= The exercise =
Pictures in the listing should not be copied. Reproduce, word for word, each line from the one holding "Where can the tractor" through the final line.

= Data supplied =
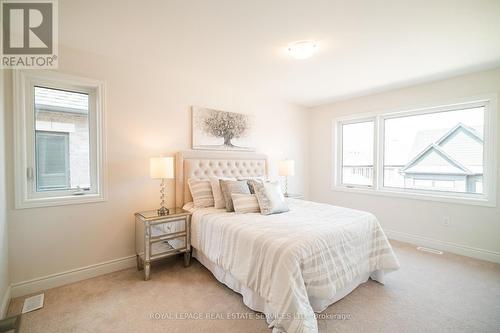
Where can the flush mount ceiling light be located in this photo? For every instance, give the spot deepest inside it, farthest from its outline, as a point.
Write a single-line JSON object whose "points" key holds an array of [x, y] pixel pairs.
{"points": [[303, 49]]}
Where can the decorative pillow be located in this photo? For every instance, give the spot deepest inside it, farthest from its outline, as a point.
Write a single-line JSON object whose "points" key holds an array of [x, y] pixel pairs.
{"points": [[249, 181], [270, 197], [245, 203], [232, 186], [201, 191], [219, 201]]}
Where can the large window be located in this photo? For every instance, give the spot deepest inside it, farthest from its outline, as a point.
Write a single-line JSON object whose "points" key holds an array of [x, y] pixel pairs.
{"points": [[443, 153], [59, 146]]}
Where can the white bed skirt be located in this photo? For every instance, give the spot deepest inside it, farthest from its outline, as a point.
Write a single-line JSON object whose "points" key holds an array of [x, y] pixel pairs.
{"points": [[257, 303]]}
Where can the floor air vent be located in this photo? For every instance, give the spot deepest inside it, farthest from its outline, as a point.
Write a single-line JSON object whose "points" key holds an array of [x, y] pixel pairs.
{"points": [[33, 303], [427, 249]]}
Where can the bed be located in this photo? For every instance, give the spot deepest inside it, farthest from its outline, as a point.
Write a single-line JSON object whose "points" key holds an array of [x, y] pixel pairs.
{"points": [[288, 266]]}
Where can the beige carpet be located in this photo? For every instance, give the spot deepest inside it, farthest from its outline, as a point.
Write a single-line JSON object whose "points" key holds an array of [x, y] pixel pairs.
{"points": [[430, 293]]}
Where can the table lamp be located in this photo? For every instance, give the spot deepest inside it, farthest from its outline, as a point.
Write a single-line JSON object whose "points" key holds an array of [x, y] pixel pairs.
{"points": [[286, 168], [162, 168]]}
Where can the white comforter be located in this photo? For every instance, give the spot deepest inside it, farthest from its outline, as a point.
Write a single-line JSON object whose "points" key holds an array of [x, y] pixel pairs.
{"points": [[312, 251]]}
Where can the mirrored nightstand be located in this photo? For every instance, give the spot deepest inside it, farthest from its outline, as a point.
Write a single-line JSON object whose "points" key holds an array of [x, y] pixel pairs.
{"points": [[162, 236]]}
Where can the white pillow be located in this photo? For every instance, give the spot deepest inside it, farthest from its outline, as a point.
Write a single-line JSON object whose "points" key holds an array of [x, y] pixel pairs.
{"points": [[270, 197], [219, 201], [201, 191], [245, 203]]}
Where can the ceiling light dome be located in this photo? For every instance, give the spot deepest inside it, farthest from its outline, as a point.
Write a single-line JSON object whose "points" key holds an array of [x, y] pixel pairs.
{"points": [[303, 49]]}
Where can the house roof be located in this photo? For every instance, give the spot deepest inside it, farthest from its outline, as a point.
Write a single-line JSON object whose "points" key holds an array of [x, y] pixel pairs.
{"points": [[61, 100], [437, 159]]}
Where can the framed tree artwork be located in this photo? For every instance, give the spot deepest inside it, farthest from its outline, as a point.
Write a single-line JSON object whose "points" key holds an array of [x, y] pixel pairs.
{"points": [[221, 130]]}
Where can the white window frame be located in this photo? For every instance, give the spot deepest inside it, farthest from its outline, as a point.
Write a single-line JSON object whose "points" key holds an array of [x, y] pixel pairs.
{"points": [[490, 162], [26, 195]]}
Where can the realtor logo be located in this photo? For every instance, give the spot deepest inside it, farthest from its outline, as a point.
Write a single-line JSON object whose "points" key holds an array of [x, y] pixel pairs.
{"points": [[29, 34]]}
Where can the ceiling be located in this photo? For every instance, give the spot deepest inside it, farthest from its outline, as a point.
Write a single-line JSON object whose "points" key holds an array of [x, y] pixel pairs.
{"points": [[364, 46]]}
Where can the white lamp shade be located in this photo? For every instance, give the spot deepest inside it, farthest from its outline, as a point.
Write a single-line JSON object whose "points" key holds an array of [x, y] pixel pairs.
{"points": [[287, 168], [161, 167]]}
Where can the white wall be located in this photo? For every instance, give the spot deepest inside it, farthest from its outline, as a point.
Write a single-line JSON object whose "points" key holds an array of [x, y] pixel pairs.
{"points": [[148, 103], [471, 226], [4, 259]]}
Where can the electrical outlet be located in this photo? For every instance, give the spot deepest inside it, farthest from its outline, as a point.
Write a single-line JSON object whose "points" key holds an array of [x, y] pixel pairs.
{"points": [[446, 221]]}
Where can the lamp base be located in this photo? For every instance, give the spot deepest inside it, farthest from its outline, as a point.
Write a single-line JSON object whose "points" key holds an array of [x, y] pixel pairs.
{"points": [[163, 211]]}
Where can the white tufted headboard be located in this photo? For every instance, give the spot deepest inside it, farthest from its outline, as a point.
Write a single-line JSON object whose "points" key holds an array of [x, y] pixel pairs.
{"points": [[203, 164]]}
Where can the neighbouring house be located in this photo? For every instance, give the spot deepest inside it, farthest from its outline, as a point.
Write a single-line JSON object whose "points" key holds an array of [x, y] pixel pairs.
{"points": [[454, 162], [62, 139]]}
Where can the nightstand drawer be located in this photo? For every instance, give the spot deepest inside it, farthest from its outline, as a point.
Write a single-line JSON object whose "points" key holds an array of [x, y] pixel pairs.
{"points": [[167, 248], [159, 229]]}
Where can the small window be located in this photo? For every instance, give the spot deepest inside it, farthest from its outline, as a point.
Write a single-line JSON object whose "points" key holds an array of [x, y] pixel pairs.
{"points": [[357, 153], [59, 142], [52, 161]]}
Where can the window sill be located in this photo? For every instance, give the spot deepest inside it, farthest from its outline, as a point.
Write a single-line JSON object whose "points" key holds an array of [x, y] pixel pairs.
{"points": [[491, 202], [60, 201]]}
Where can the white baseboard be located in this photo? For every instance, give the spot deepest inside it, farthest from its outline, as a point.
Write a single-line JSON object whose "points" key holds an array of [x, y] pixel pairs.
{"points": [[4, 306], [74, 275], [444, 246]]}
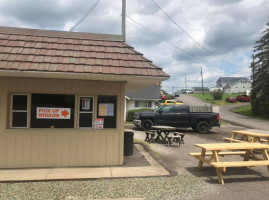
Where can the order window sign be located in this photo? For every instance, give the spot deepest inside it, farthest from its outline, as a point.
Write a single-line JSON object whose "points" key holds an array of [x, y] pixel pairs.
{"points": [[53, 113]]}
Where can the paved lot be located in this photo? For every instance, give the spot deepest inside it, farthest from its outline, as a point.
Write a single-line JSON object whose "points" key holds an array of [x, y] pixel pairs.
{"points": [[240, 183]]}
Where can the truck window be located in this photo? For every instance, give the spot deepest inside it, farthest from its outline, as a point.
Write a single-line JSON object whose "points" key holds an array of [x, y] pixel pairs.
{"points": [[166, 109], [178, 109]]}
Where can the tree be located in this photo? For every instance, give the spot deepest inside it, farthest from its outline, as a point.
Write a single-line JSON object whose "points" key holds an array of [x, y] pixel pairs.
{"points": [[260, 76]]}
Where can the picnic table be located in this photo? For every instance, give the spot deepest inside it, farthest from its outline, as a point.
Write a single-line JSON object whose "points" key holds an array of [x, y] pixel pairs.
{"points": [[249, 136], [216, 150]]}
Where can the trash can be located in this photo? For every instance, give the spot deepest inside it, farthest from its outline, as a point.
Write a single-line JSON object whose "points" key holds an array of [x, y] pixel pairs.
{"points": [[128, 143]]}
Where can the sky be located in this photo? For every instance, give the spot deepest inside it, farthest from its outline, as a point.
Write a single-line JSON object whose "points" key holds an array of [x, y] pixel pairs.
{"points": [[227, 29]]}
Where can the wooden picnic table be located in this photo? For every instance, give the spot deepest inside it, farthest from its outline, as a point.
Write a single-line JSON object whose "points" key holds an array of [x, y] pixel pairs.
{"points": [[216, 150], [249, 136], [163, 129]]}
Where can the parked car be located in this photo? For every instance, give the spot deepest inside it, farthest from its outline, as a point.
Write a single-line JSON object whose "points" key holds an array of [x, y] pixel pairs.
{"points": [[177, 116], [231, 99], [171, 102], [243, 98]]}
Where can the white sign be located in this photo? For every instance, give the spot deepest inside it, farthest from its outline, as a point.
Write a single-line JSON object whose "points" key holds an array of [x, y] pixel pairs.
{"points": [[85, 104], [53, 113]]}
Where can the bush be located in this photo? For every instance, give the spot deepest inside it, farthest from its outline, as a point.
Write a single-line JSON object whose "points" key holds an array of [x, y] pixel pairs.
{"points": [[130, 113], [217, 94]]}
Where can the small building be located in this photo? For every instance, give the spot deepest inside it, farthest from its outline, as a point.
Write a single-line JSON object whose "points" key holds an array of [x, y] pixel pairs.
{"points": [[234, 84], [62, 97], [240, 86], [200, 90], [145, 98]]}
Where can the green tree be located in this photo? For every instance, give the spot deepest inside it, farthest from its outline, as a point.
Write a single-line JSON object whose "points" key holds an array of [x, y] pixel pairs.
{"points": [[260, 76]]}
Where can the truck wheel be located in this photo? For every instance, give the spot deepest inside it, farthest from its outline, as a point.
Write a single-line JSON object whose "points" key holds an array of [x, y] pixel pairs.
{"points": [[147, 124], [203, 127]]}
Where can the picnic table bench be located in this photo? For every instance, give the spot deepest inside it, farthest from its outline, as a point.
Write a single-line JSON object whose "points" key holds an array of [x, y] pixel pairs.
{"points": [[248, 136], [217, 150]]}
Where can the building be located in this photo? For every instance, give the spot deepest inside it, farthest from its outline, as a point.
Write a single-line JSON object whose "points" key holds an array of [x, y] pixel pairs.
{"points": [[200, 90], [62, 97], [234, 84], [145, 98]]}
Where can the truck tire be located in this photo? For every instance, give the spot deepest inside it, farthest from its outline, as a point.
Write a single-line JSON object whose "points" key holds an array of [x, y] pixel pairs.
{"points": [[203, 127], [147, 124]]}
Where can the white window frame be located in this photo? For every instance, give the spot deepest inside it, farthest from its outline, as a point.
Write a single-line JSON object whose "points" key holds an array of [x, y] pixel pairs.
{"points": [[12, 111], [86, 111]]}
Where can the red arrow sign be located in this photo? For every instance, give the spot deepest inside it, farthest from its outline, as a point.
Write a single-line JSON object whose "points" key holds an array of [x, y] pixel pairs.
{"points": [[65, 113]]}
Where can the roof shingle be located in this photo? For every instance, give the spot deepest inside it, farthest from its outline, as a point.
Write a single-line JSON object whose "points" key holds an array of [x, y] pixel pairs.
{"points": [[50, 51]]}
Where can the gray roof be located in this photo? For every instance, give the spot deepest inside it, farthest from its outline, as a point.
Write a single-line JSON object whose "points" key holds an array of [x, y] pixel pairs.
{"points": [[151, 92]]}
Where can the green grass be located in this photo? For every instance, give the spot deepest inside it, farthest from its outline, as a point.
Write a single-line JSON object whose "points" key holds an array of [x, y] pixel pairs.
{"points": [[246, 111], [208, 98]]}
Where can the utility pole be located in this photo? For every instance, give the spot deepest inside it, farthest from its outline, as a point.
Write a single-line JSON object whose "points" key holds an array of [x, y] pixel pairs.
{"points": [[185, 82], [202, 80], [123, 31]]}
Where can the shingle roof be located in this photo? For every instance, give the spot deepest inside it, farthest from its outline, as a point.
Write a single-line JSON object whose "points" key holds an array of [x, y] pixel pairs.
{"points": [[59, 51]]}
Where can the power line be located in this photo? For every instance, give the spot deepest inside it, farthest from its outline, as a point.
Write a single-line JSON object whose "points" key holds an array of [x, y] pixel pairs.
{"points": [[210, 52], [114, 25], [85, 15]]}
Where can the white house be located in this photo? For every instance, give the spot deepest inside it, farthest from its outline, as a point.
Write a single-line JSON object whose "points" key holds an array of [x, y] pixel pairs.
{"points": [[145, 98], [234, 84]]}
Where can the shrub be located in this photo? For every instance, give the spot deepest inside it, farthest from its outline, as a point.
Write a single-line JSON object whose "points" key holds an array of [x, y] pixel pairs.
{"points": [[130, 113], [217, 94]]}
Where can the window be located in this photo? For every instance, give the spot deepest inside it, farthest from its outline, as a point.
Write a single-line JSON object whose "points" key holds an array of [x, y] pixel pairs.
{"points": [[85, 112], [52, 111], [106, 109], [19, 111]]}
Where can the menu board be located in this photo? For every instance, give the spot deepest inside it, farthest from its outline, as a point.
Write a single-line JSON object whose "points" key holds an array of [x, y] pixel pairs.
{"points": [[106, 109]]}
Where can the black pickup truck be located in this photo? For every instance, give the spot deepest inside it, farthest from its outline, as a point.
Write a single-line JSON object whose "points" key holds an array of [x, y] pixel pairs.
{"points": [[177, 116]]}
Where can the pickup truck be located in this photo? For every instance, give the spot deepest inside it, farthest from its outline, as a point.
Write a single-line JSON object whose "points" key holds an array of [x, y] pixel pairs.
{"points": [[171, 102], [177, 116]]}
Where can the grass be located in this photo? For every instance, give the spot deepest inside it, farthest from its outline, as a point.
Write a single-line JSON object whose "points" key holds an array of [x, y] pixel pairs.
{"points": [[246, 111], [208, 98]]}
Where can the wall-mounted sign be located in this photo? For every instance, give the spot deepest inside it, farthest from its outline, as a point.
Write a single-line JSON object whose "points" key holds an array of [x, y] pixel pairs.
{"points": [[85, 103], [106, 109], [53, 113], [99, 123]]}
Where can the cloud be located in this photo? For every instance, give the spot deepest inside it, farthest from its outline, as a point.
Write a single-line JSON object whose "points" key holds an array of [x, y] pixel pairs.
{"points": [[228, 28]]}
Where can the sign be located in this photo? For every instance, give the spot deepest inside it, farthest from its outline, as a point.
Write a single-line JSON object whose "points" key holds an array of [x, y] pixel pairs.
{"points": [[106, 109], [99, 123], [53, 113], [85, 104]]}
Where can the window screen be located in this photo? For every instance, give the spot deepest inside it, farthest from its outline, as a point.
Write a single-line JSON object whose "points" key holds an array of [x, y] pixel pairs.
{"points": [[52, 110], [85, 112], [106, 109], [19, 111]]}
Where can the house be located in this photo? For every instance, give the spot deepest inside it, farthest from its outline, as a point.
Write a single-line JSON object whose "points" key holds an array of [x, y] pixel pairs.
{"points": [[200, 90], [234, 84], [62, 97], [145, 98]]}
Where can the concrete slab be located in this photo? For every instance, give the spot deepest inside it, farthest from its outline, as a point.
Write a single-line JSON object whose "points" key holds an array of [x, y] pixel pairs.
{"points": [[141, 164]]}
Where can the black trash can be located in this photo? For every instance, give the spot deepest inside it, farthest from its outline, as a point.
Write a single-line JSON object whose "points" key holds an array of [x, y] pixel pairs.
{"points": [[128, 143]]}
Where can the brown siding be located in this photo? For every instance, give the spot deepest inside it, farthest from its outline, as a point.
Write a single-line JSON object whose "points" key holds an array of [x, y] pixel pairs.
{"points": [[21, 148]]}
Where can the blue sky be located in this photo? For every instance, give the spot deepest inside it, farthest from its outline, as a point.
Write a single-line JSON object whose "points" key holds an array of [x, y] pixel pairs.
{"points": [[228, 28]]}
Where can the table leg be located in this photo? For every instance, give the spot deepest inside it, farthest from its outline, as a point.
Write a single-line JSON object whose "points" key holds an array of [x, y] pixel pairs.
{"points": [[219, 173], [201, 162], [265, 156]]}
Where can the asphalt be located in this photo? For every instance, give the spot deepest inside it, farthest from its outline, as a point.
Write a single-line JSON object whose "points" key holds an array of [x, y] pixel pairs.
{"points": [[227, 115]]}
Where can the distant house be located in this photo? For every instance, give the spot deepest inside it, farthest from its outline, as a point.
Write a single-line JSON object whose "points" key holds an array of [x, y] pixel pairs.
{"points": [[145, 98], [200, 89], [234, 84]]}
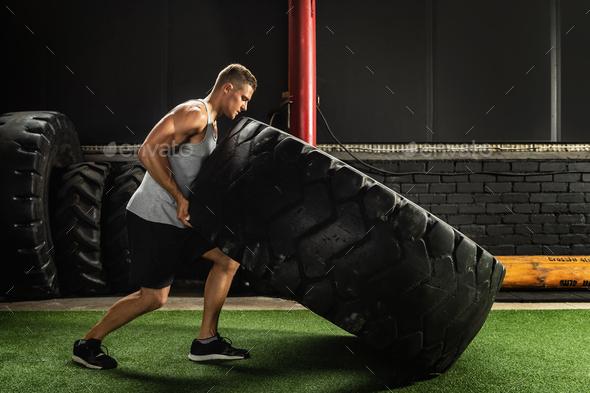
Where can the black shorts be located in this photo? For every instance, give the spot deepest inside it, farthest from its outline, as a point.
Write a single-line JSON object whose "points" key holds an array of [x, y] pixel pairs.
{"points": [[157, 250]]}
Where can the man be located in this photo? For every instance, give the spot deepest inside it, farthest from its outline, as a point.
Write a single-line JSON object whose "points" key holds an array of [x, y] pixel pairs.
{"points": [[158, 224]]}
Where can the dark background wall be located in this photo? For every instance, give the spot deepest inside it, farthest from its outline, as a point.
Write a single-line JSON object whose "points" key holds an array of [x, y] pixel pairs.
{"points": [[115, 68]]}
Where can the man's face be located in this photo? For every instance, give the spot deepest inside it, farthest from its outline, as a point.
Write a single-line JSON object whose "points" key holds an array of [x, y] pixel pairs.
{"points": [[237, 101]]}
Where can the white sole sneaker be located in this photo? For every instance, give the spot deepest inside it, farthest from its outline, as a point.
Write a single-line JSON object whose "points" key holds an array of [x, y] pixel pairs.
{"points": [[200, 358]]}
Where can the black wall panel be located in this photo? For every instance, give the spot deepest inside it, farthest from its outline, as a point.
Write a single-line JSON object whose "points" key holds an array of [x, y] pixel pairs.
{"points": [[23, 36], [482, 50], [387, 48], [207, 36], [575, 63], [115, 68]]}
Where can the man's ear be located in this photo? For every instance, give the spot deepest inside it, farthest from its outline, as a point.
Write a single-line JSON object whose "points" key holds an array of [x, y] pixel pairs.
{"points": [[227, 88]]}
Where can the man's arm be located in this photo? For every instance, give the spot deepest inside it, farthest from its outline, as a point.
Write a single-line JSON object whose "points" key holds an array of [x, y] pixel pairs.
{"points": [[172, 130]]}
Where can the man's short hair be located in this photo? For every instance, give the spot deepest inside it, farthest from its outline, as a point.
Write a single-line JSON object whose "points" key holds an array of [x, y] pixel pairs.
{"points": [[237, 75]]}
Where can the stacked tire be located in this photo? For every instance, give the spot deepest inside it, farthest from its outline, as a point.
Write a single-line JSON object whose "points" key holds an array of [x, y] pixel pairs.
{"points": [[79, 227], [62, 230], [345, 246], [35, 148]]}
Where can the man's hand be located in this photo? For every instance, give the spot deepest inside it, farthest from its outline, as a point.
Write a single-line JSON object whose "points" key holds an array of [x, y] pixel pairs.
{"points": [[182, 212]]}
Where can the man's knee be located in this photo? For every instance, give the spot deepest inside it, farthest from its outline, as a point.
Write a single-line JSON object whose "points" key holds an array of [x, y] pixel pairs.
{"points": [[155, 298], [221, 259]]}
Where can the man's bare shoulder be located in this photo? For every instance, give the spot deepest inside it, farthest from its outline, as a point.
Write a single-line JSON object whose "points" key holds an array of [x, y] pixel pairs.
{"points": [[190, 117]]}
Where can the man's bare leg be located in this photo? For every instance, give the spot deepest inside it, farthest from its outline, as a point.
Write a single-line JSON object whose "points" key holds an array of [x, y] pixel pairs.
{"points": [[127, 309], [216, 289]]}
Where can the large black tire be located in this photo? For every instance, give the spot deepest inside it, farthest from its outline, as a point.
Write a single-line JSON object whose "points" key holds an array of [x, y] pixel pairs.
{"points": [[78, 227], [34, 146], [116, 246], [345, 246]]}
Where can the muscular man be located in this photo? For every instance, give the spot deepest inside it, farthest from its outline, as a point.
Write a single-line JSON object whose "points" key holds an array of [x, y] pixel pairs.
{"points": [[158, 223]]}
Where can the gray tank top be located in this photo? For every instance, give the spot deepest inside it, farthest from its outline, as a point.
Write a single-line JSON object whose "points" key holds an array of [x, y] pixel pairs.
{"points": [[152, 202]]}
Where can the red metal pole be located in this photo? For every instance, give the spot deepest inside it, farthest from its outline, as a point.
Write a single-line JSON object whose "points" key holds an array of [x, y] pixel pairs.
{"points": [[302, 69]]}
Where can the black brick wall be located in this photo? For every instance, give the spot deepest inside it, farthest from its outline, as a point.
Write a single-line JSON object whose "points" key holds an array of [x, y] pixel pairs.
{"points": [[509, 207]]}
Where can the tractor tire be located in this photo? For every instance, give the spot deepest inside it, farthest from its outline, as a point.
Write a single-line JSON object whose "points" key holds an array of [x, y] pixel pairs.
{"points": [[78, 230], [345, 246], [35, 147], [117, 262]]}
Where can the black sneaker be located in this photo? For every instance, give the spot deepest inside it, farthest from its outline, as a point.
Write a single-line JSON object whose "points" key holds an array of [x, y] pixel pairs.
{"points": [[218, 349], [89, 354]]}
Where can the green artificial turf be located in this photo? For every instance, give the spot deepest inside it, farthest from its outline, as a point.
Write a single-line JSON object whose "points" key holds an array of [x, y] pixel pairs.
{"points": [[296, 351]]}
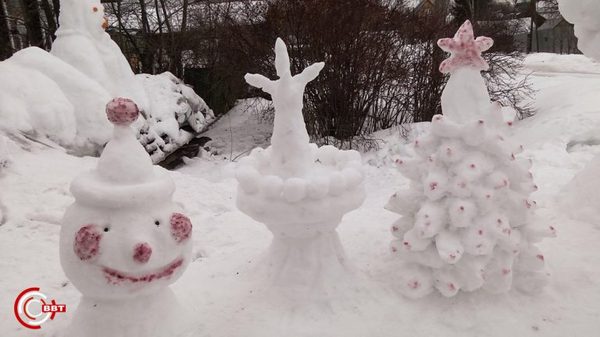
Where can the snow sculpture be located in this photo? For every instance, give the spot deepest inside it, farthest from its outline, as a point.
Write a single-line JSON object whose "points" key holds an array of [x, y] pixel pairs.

= Result =
Where can the tractor tire be located in this photo? For every instance, give the spot deepest inside it, farthest from its outline, as a point.
Write a single-line JSON object whose "points" key holds an array of [x, y] pixel pairs.
{"points": [[78, 230], [345, 246], [35, 147], [117, 262]]}
Where can the black sneaker be located in this photo? For every instance, give the spot deepest inside it, farthest from its outline, as a point.
Write a single-line JSON object whose "points" key holds an array of [x, y] pixel pairs.
{"points": [[218, 349], [89, 354]]}
Where can the green artificial turf be located in this photo? For every instance, give the spot deepest inside it, farthest from its outline, as a point.
Write a single-line JSON object whose "points" key holds an array of [x, y] pixel pairs.
{"points": [[296, 351]]}
Where can the snow sculpture be located in this photo? For every instance, give the spot deepest inside it, farthest from its outline, as a point.
Write a single-line JSON object whose "points" key holds an array of [x, y] pixel pairs.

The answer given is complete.